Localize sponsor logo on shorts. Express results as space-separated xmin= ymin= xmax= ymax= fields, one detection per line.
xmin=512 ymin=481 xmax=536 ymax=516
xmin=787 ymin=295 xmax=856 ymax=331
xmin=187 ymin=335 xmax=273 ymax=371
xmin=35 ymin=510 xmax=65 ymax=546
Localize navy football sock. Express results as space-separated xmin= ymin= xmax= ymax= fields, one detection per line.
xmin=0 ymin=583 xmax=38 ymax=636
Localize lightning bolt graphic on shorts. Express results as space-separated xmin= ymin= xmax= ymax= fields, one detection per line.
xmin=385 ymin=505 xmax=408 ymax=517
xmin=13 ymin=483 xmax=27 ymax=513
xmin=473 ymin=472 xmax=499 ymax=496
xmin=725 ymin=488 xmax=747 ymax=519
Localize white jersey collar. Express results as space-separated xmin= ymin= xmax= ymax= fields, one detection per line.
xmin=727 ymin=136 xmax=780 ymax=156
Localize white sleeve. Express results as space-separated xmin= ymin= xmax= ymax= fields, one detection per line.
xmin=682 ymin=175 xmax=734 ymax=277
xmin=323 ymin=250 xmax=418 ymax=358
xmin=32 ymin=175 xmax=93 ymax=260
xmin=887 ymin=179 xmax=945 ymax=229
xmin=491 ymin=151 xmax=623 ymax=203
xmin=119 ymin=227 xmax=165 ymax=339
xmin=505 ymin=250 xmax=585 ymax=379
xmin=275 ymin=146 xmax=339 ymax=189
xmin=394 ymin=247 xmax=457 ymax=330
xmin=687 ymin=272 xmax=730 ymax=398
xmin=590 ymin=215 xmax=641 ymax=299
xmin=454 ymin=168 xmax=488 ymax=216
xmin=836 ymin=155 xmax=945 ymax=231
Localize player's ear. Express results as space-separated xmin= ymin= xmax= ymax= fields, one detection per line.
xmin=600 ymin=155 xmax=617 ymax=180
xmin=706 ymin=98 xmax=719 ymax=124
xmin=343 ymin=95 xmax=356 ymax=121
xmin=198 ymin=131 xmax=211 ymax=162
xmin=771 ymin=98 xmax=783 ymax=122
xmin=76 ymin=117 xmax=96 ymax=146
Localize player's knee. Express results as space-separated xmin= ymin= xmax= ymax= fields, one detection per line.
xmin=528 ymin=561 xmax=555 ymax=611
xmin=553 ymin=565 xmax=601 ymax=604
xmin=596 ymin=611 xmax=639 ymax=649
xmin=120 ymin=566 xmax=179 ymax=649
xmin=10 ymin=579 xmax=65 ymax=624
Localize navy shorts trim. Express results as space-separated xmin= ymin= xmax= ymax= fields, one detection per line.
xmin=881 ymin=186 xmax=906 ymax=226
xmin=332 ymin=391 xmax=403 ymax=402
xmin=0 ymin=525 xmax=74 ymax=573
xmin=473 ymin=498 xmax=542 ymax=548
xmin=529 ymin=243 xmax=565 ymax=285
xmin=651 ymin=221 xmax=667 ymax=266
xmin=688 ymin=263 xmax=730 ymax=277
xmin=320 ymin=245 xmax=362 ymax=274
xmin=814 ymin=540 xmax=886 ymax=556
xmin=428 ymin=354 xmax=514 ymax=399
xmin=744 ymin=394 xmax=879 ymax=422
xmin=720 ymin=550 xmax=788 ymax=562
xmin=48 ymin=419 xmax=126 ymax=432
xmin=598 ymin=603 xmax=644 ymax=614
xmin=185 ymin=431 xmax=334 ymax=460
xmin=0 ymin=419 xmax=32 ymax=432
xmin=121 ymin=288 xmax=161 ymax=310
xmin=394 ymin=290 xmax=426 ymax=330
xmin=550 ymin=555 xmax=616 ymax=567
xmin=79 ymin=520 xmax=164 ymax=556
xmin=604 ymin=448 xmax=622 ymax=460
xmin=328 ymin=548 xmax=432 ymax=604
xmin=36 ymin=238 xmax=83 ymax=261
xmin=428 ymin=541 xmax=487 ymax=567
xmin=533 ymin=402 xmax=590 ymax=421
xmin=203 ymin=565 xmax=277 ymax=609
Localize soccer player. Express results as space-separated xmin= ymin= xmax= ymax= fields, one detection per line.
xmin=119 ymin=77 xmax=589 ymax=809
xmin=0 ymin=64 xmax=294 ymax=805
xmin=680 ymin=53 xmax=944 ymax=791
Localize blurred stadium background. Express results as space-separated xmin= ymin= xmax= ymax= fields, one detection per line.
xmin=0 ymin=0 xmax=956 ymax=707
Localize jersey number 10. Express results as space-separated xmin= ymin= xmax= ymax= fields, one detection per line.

**Your task**
Going line by line, set down the data above exactly as given.

**Exercise output**
Localize sponsor logo on shorts. Express results as space-separated xmin= ymin= xmax= ymax= fields, one detection per line.
xmin=512 ymin=481 xmax=536 ymax=516
xmin=787 ymin=295 xmax=856 ymax=331
xmin=187 ymin=335 xmax=273 ymax=371
xmin=35 ymin=510 xmax=65 ymax=546
Localize navy football sock. Express results as space-separated xmin= ymin= xmax= ymax= fields, one detection per line.
xmin=0 ymin=583 xmax=38 ymax=636
Localize lightning bolt graphic on shorts. Express results as space-separated xmin= ymin= xmax= ymax= fields, one detection per line.
xmin=385 ymin=505 xmax=408 ymax=517
xmin=13 ymin=483 xmax=27 ymax=513
xmin=473 ymin=472 xmax=499 ymax=496
xmin=725 ymin=488 xmax=747 ymax=519
Localize white jersey collar. Express results as space-separated xmin= ymin= xmax= ymax= fields, one detection per line.
xmin=727 ymin=136 xmax=780 ymax=156
Localize white sleeve. Express results as space-separated xmin= ymin= xmax= ymax= fields, one detection per line.
xmin=682 ymin=175 xmax=734 ymax=277
xmin=323 ymin=250 xmax=418 ymax=358
xmin=32 ymin=175 xmax=93 ymax=260
xmin=887 ymin=179 xmax=945 ymax=229
xmin=491 ymin=151 xmax=623 ymax=203
xmin=119 ymin=227 xmax=165 ymax=339
xmin=505 ymin=250 xmax=585 ymax=379
xmin=275 ymin=146 xmax=339 ymax=189
xmin=394 ymin=247 xmax=457 ymax=330
xmin=687 ymin=272 xmax=730 ymax=398
xmin=590 ymin=215 xmax=641 ymax=299
xmin=454 ymin=168 xmax=488 ymax=216
xmin=836 ymin=155 xmax=945 ymax=231
Localize player's ear. Express results as space-separated xmin= ymin= xmax= ymax= fields, one detection per line.
xmin=600 ymin=155 xmax=617 ymax=180
xmin=706 ymin=98 xmax=719 ymax=124
xmin=343 ymin=95 xmax=356 ymax=121
xmin=198 ymin=131 xmax=211 ymax=162
xmin=771 ymin=98 xmax=783 ymax=122
xmin=76 ymin=117 xmax=96 ymax=146
Localize player's knee. Express results as space-separated xmin= ymin= xmax= ymax= fields, one detection per line.
xmin=528 ymin=561 xmax=555 ymax=611
xmin=553 ymin=565 xmax=601 ymax=604
xmin=596 ymin=611 xmax=639 ymax=649
xmin=120 ymin=566 xmax=179 ymax=649
xmin=10 ymin=579 xmax=65 ymax=624
Localize navy shorts trim. Express results as space-separated xmin= ymin= xmax= ymax= fields, one detection per line.
xmin=881 ymin=186 xmax=906 ymax=226
xmin=332 ymin=391 xmax=403 ymax=402
xmin=0 ymin=525 xmax=74 ymax=573
xmin=473 ymin=498 xmax=542 ymax=548
xmin=529 ymin=243 xmax=565 ymax=285
xmin=651 ymin=221 xmax=667 ymax=266
xmin=688 ymin=263 xmax=730 ymax=277
xmin=320 ymin=245 xmax=362 ymax=274
xmin=814 ymin=540 xmax=886 ymax=556
xmin=428 ymin=354 xmax=514 ymax=399
xmin=744 ymin=394 xmax=879 ymax=422
xmin=720 ymin=550 xmax=788 ymax=562
xmin=48 ymin=419 xmax=126 ymax=432
xmin=598 ymin=603 xmax=644 ymax=614
xmin=185 ymin=431 xmax=334 ymax=460
xmin=0 ymin=419 xmax=32 ymax=432
xmin=121 ymin=288 xmax=161 ymax=310
xmin=394 ymin=290 xmax=426 ymax=330
xmin=550 ymin=555 xmax=616 ymax=567
xmin=79 ymin=520 xmax=164 ymax=556
xmin=604 ymin=448 xmax=622 ymax=460
xmin=328 ymin=548 xmax=432 ymax=604
xmin=36 ymin=238 xmax=83 ymax=261
xmin=428 ymin=541 xmax=487 ymax=567
xmin=533 ymin=402 xmax=590 ymax=421
xmin=203 ymin=565 xmax=277 ymax=609
Localize soccer player. Express results as space-separated xmin= ymin= xmax= ymax= fields, one detection per line.
xmin=119 ymin=77 xmax=589 ymax=809
xmin=0 ymin=64 xmax=294 ymax=805
xmin=680 ymin=53 xmax=944 ymax=791
Localize blurred stadium background. Express results as space-separated xmin= ymin= xmax= ymax= fields, one detection per line.
xmin=0 ymin=0 xmax=956 ymax=707
Localize jersey number 10. Express results as space-separated xmin= ymin= xmax= ymax= fields, one detection per line.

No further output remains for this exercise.